[Dataset entries]
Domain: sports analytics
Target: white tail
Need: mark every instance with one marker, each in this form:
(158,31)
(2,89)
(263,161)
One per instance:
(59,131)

> [TASK TO COMPLETE] Write every record out again, letter for letter.

> [ANSWER SECTION]
Domain: sports analytics
Target: white tail
Need: mark every instance with one marker, each in this form:
(158,31)
(2,89)
(263,161)
One per instance:
(59,131)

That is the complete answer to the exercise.